══ INFORMATION SUPPLIED ══

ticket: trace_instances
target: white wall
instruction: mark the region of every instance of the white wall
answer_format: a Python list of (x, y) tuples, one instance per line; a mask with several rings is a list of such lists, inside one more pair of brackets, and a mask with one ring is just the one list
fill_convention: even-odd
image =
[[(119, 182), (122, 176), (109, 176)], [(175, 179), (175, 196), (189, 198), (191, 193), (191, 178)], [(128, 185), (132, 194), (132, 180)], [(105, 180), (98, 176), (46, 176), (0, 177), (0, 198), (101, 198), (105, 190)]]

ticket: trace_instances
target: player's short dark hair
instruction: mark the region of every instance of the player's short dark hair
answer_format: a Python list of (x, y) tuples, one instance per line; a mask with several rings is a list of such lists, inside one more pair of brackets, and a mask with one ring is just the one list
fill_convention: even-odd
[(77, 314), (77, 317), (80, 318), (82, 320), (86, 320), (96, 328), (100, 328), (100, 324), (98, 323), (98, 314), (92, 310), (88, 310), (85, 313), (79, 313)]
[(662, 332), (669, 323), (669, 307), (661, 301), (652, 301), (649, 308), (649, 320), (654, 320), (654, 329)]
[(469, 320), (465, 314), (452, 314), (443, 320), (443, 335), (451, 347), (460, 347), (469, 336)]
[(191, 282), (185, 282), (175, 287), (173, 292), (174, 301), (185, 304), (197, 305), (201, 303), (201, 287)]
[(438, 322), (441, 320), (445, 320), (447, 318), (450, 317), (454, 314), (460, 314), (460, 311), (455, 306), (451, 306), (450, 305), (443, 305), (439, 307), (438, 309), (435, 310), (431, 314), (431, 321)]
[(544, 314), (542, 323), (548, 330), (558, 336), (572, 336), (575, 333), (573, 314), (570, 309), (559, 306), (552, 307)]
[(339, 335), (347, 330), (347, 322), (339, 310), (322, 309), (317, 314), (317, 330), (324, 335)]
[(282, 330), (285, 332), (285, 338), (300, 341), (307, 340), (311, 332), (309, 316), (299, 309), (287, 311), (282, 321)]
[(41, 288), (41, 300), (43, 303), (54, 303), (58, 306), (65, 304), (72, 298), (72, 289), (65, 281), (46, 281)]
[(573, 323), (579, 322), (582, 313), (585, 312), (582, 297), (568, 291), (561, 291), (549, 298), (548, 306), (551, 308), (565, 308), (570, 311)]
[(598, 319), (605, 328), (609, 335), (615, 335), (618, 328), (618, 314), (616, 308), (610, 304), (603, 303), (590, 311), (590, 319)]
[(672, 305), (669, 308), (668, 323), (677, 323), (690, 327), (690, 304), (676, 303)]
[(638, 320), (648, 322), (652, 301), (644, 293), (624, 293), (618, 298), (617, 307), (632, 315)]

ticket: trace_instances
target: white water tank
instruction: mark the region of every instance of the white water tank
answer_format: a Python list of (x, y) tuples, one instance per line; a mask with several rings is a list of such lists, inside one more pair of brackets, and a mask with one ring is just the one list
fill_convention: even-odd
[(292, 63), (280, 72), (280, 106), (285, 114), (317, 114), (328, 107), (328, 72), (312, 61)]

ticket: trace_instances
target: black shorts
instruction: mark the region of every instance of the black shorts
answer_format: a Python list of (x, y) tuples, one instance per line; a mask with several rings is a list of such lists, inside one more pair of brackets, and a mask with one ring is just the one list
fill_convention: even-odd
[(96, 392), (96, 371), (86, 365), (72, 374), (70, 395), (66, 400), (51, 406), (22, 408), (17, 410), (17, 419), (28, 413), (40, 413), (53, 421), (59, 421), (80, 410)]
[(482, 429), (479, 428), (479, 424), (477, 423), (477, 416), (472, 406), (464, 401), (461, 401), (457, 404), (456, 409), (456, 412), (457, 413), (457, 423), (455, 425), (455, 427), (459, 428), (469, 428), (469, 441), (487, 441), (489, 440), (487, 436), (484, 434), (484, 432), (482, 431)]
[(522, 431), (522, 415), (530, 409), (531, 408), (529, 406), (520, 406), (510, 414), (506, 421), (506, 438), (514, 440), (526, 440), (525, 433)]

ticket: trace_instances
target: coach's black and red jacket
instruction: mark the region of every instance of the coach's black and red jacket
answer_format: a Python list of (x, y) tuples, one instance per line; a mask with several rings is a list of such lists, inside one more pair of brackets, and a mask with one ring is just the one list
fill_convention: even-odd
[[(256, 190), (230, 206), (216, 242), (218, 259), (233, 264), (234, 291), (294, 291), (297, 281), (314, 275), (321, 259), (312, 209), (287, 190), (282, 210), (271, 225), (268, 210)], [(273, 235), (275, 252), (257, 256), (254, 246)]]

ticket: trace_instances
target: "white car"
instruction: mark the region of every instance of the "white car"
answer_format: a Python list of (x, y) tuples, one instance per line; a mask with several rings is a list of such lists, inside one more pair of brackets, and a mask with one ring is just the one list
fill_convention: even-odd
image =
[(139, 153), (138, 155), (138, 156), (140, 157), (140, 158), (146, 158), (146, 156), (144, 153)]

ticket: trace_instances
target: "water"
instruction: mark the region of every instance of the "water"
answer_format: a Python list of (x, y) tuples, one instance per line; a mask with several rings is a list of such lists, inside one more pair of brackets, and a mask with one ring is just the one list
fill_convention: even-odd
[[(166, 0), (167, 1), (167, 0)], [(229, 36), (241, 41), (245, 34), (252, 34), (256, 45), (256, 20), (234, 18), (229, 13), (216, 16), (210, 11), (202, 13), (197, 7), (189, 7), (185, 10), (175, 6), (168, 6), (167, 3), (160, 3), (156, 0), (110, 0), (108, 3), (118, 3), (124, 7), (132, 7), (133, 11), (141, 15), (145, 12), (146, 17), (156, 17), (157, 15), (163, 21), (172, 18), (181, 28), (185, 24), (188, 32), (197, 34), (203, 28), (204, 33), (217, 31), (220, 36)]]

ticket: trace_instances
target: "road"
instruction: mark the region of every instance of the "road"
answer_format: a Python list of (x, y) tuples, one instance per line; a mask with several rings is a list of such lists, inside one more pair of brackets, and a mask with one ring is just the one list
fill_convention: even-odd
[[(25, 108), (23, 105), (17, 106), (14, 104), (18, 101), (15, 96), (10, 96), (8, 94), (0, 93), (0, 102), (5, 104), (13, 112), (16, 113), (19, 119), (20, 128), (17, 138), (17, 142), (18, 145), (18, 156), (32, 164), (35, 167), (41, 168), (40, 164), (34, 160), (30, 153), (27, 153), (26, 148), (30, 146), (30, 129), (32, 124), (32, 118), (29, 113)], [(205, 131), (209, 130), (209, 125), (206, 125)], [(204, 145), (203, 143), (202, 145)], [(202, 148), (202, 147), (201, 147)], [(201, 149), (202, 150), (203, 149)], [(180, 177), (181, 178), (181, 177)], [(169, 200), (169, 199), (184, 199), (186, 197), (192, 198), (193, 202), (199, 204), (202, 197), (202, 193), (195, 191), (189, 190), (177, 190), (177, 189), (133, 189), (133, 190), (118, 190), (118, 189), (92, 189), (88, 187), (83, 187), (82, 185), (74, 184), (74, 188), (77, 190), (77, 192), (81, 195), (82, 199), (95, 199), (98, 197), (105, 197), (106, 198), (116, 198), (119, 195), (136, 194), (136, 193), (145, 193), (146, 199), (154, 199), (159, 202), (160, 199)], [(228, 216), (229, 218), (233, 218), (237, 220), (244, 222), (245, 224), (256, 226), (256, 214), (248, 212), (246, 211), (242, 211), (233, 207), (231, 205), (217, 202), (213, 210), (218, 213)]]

═══

Gather every line of the records above that contains the word "shorts", and copy each one out in full.

__TASK OUTPUT__.
target: black shorts
instruction: mark the region of every instance of the black shorts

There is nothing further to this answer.